Teks Pilihan —
────────────────────

Berawal dari percakapan dengan salah seorang teman tentang pertanyaan sederhana tapi susah jawabnya, “lulus master mau kerja apa?” Then he sent me a picture of local TV channel broadcasting the next Ahmad Dhani’s trial on a charge of hate speech – where a forensic linguist’s testimony will be heard by the court. What he was trying to say is that the future of a forensic linguist in Indonesia seems promising. Well, honestly, I don’t know but looking at the reality it may be true since the number of criminal cases with language as the evidence is increasing.
Back to topic, karena percakapan itu saya penasaran dengan kasus Ahmad Dhani (AD) karena sejujurnya saya tidak mengikuti perkembangan kasusnya. Dari hasil berselancar di internet, saya kemudian menemukan berita bahwa dia divonis 1,5 tahun penjara dengan dakwaan ujaran kebencian yang ia tulis melalui akun Twitter-nya. Kemudian saya mengunjungi akun Twitter AD (https://twitter.com/AHMADDHANIPRAST). Oh wow! I was speechless, sekali scroll saya bisa simpulkan bahwa yang menulis twit tidak hanya satu orang. Bagaimana saya bisa sampai pada kesimpulan itu?
It’s Authorship Analysis. Seorang ahli bahasa dapat menulis expert report tentang satu kasus selama itu diperlukan. On how to do authorship analysis, tahun lalu saya dan teman-teman sekelas saya yang jumlahnya cuma dua biji itu membuat sebuah protokol untuk melakukan authorship analysis dilengkapi dengan bagaimana seharusnya menulis sebuah expert report. Here I’ll try to do a simple authorship analysis on AD’s Twitter account and write an expert report – pretending I’m the forensic linguist and you guys the readers as the police (?)
Image is from https://www.hollywoodreporter.com/news |
Kira-kira beginilah bentuk expert report-nya...
Summary
Laporan ini ditulis untuk mencoba menyelesaikan masalah authorship pada akun Ahmad Dhani (AD). Menggunakan metode analisa stilistika, laporan ini mencoba menjawab pertanyaan “apakah AD menulis semua twit di akunnya?” Setelah menganalisa data, saya menyimpulkan bahwa ada indikasi twit-twit pada akun AD ini ditulis oleh setidaknya dua orang atau lebih melihat pada beberapa aspek penulisan seperti misspelling, penggunaan akronim, tanda baca, serta simbol.
Articulations of the problems
Laporan ini ditulis untuk menyelesaikan masalah authorship pada akun Twitter seorang musisi dengan inisial AD. AD dilaporkan telah melakukan ujaran kebencian melalui cuitannya di Twitter pada bulan Februari dan Maret tahun 2017. Satu twit pada bulan Februari dan dua twit pada Maret menyeret dia ke penjara. Dengan deskripsi kasus seperti di atas, laporan ini akan mencoba menjawab pertanyaan “apakah AD menulis semua twit di akunnya?”

────────────────────

Isi Dataset —

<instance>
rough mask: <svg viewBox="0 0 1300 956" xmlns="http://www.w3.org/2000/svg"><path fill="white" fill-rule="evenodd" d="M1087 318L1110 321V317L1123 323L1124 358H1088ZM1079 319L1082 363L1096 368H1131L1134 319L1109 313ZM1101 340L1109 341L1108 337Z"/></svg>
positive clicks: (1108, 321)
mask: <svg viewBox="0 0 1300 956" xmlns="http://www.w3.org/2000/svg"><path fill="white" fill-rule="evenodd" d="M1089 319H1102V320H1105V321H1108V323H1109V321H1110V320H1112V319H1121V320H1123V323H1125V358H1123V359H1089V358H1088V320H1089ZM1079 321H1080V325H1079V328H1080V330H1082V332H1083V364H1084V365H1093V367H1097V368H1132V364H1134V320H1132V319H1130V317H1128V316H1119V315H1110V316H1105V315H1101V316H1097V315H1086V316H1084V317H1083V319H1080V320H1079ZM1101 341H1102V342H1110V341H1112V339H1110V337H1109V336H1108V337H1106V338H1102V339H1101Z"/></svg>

────────────────────

Terapkan Bacaanmu —
A) Menurut tulisan tentang kasus Ahmad Dhani, berapa lama hukuman penjara yang dijatuhkan kepadanya?
B) Di tulisan tentang kasus Ahmad Dhani, ringkaslah paragraf yang dimulai dengan "Laporan ini ditulis untuk menyelesaikan" tanpa membuang fakta-fakta pokoknya.
C) Dari tulisan tentang kasus Ahmad Dhani, tulis lagi bagian yang dimulai pada kata-kata "Back to topic, karena" dan berakhir setelah "pada kesimpulan itu?", dengan mengganti "internet" menjadi "dunia maya".

Jawaban Soal —
A) Dia divonis 1,5 tahun penjara.

B) Laporan ini membahas masalah authorship pada akun Twitter musisi berinisial AD. Dia dilaporkan melakukan ujaran kebencian lewat cuitannya pada Februari dan Maret 2017. Satu twit pada Februari dan dua twit pada Maret membuatnya dipenjara. Laporan ini mencoba menjawab apakah AD menulis semua twit di akunnya.

C)
Back to topic, karena percakapan itu saya penasaran dengan kasus Ahmad Dhani (AD) karena sejujurnya saya tidak mengikuti perkembangan kasusnya. Dari hasil berselancar di dunia maya, saya kemudian menemukan berita bahwa dia divonis 1,5 tahun penjara dengan dakwaan ujaran kebencian yang ia tulis melalui akun Twitter-nya. Kemudian saya mengunjungi akun Twitter AD (https://twitter.com/AHMADDHANIPRAST). Oh wow! I was speechless, sekali scroll saya bisa simpulkan bahwa yang menulis twit tidak hanya satu orang. Bagaimana saya bisa sampai pada kesimpulan itu?